Extrait du document =
Entre frère(s) et soeur(s), des liens se créent forcément, mais quelle valeur ont-ils ? Que peut-on tirer de ces relations familiales ?
Lorsque l’on m’a annoncé « ça y est, ton petit frère est né », je me souviens avoir été particulièrement dérangée. Pardon, quoi, quel bébé ? Il n’était même pas marrant et ne savait rien faire de particulier (sauf hurler) (le relou) et pourtant tout le monde, mon père, ma mère et ma sœur, avait l’air de le trouver tout à fait formidable – c’était un grand mystère.
C’était plutôt mal parti entre nous et pourtant, aujourd’hui, mon frère et ma sœur font partie des gens que j’aime le plus au monde (mais aussi de ceux avec qui je peux me friter bien fort), et ce lien-là, cette question de fratrie, ça m’interroge : que peut-on dire des liens entre frères et sœurs ? Nos frères et sœurs ont-ils une influence sur nos vies ? Notre place dans la fratrie est-elle importante ?
Dans un article pour le magazine Cerveau Psycho, le psychologue Jürg Frick aborde le sujet et nous donne quelques clés pour mieux comprendre les liens entre les frères, les sœurs… et leurs parents.

Section des données =
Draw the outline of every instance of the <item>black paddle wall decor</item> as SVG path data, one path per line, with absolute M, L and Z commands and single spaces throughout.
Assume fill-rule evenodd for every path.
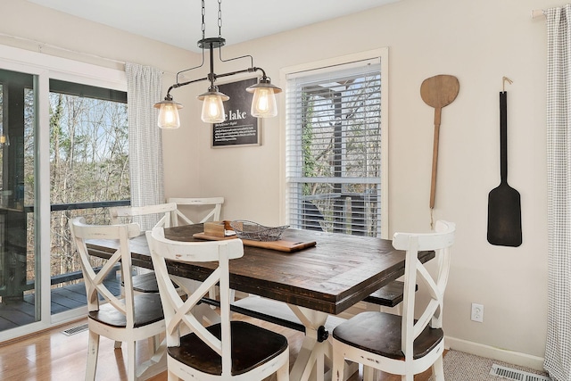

Consigne donnée A =
Selon le texte sur les liens entre frères et sœurs, quel psychologue traite de ce sujet dans un article pour le magazine Cerveau Psycho ?
Consigne donnée B =
Extrayez du texte sur la fratrie le passage qui va de « C’était plutôt mal » jusqu'à « et leurs parents. » inclus.
Les lignes ne servent à rien dans ce travail.

Solution complète A =
Le psychologue Jürg Frick.

Solution complète B =
C’était plutôt mal parti entre nous et pourtant, aujourd’hui, mon frère et ma sœur font partie des gens que j’aime le plus au monde (mais aussi de ceux avec qui je peux me friter bien fort), et ce lien-là, cette question de fratrie, ça m’interroge : que peut-on dire des liens entre frères et sœurs ? Nos frères et sœurs ont-ils une influence sur nos vies ? Notre place dans la fratrie est-elle importante ?
Dans un article pour le magazine Cerveau Psycho, le psychologue Jürg Frick aborde le sujet et nous donne quelques clés pour mieux comprendre les liens entre les frères, les sœurs… et leurs parents.